Request — Which rows below contain the string "onion"? Return every one of them in full, treating uppercase and lowercase as different.

Listed records —
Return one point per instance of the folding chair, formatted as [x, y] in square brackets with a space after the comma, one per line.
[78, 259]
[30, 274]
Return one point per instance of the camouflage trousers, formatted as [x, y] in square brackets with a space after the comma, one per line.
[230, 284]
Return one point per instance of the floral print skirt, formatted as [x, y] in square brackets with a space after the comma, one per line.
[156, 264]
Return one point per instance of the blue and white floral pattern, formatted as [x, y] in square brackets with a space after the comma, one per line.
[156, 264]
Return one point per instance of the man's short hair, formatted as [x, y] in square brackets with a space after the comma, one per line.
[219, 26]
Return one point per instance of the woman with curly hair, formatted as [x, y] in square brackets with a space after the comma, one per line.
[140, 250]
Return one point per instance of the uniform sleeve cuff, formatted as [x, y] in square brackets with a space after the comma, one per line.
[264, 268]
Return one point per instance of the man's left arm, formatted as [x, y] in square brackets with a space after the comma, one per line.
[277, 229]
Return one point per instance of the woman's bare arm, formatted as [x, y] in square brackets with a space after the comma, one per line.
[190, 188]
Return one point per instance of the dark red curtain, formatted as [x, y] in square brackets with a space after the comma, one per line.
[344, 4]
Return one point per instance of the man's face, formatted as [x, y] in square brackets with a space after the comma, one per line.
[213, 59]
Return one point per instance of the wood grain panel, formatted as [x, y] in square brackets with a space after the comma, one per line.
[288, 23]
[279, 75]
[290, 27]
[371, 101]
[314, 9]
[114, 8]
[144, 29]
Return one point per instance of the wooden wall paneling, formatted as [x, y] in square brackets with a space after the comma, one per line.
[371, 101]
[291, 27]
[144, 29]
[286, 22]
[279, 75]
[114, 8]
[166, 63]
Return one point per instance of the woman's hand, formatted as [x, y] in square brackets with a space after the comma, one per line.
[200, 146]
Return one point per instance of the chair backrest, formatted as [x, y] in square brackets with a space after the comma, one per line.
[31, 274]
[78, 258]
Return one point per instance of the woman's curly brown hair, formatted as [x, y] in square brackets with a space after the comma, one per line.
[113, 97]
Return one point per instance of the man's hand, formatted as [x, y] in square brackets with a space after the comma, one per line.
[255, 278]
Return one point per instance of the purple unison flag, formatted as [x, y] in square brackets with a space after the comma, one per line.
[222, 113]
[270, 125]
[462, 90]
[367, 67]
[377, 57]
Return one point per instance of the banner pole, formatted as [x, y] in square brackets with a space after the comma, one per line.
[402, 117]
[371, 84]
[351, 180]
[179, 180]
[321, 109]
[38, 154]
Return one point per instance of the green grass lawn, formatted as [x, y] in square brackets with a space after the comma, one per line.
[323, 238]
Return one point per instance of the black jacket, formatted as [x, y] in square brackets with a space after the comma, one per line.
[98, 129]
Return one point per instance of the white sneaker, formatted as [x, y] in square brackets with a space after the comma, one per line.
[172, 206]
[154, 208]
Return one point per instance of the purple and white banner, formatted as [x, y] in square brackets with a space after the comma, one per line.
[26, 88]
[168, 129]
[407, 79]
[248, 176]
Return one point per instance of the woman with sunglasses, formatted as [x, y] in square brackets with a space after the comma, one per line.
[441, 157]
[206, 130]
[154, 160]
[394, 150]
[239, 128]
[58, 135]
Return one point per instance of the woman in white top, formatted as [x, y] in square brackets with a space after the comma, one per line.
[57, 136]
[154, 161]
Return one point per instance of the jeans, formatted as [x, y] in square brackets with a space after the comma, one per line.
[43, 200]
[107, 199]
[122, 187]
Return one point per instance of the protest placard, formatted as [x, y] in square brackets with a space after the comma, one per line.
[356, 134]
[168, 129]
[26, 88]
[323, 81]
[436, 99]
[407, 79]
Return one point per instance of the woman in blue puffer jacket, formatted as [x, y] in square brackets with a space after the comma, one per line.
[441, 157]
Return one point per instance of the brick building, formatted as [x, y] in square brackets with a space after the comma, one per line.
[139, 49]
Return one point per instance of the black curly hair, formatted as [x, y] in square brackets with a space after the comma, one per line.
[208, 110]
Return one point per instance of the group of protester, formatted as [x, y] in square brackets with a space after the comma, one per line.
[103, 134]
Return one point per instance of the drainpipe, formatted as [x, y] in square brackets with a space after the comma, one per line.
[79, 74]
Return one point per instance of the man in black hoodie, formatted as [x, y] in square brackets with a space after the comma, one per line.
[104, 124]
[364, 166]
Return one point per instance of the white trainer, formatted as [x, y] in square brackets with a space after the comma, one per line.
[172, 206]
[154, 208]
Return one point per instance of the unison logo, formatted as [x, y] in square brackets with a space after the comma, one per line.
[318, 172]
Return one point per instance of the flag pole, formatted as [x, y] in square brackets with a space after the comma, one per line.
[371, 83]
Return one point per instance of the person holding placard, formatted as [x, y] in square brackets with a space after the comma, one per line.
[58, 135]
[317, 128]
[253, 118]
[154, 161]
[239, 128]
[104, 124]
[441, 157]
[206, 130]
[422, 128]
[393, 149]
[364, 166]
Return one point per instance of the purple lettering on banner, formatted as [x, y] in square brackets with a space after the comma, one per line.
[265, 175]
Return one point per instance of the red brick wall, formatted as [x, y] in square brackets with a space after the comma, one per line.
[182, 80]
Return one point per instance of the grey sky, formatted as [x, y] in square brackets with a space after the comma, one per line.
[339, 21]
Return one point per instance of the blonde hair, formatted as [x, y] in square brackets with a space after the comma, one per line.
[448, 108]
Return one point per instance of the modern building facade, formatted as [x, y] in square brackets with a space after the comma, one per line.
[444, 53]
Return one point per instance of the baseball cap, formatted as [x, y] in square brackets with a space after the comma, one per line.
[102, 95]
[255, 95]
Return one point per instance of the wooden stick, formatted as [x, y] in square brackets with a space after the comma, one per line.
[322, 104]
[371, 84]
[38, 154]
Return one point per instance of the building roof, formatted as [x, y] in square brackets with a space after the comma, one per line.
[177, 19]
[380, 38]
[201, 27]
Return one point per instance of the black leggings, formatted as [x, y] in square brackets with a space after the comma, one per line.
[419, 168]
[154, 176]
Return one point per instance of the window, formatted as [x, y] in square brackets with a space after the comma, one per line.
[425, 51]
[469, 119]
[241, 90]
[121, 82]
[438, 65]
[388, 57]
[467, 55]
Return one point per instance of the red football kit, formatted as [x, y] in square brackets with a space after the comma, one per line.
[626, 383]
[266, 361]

--

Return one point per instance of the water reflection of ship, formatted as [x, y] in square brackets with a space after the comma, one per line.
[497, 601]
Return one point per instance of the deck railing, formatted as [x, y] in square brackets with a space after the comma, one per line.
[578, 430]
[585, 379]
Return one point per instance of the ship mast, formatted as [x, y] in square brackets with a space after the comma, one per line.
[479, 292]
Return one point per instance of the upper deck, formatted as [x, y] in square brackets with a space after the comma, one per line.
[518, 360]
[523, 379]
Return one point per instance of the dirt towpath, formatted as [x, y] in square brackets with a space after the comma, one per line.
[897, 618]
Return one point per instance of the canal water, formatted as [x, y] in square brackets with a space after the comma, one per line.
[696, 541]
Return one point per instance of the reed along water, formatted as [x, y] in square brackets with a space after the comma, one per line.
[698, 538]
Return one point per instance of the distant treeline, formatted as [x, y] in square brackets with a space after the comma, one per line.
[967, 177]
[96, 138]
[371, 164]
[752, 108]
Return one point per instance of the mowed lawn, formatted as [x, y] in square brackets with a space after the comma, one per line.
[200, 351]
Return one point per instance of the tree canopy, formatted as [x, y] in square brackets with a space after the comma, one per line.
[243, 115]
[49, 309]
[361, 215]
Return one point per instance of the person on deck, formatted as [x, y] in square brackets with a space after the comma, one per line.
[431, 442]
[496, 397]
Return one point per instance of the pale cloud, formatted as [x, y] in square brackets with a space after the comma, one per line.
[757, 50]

* * *

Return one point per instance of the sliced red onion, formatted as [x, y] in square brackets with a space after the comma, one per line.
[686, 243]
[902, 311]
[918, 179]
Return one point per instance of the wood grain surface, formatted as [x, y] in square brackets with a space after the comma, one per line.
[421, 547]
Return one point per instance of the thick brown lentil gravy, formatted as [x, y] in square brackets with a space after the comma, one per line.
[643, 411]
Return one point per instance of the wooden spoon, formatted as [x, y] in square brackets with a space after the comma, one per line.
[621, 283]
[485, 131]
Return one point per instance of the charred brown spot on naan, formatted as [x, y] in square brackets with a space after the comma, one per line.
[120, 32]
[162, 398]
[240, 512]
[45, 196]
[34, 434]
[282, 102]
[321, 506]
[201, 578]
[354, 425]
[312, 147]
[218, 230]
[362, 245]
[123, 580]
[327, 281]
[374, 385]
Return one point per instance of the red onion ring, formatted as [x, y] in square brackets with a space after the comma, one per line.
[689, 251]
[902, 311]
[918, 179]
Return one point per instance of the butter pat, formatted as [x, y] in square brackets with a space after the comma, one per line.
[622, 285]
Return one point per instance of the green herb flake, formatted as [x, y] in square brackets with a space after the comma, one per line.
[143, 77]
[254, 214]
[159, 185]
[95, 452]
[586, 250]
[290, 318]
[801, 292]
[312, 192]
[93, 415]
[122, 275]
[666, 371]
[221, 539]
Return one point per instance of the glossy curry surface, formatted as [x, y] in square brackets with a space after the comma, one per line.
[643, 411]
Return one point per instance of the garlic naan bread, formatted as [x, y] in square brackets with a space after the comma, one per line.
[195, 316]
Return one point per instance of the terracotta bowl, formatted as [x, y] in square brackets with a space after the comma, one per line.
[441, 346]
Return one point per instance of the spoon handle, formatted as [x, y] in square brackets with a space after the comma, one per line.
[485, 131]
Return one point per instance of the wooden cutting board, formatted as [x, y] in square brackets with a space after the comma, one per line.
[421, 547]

The response —
Return one point per instance of the sliced red onion, formatted as [x, y] in square brackets with a space after the comma, one per line.
Return one point per instance of the red onion ring, formatted as [x, y] in square brackets with a space after the comma, one per line.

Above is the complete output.